* _STATED GOAL_
Pull out every line of the records below that contains the word "keypoint", and copy each one as it appears.

* _EXTRACTED INFORMATION_
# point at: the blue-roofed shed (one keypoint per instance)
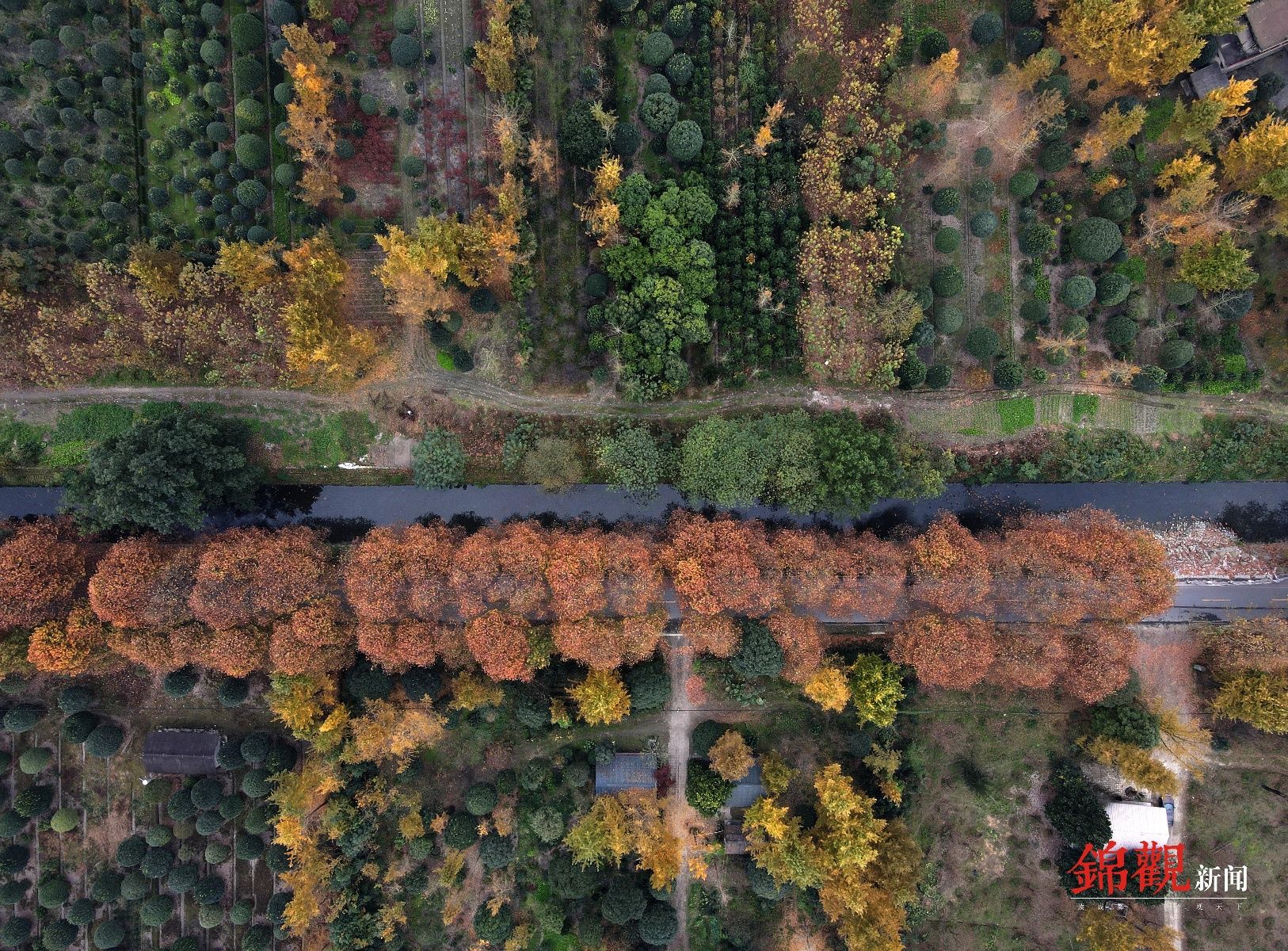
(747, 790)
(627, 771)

==

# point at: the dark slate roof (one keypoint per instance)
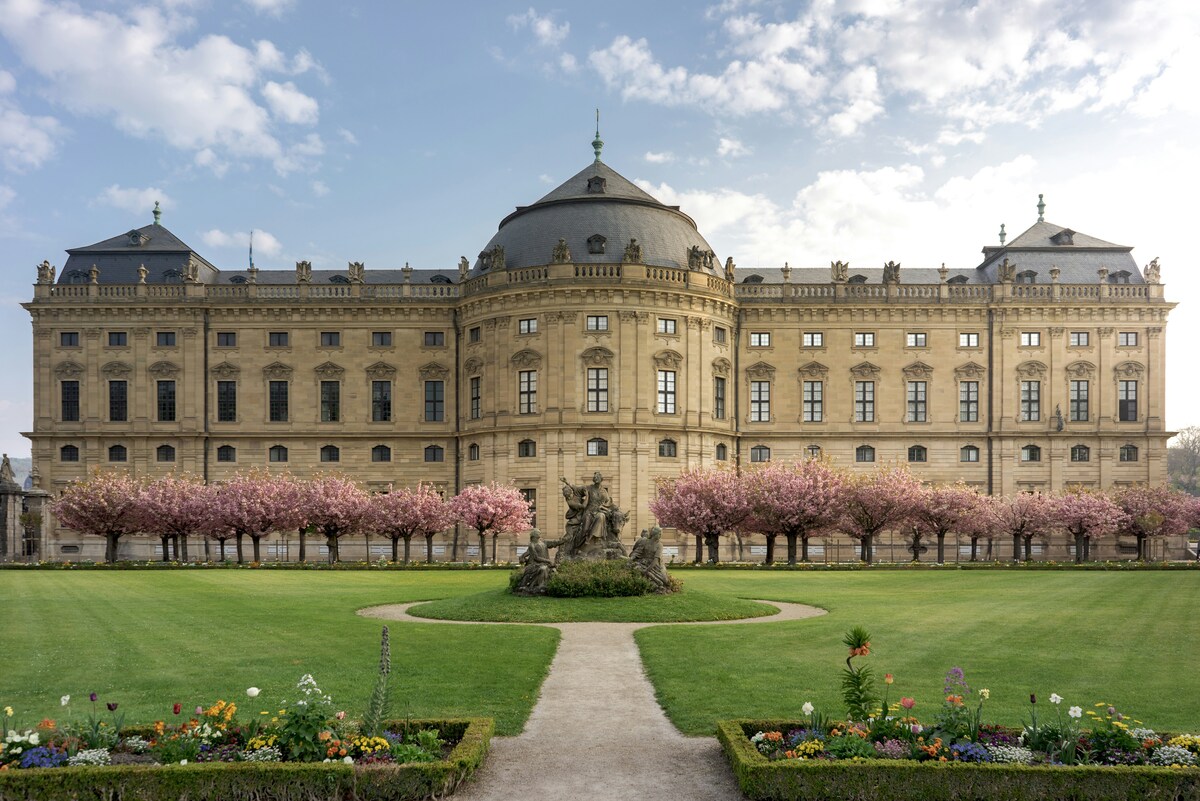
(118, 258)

--

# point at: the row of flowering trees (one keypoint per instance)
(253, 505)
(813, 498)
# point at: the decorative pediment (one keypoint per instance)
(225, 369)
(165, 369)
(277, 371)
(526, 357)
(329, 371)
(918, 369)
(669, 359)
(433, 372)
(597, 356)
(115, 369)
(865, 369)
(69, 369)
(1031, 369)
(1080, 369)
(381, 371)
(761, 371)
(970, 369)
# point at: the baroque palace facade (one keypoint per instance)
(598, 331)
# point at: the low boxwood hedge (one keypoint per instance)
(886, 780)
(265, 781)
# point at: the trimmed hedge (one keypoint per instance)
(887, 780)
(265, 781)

* _SOLVED PROBLEM_
# point at: the blue-roofed shed (one keypoint per instance)
# point at: the dark slate roof (one keypoint per instance)
# point at: the row of flowering trees (one keypoint per instance)
# point at: the decorative pediment (one keypoint per instance)
# point at: the baroque palace facade (one keypoint per instance)
# point at: the low boxwood hedge (one keypoint per instance)
# point at: the trimmed hedge (one keypoint per instance)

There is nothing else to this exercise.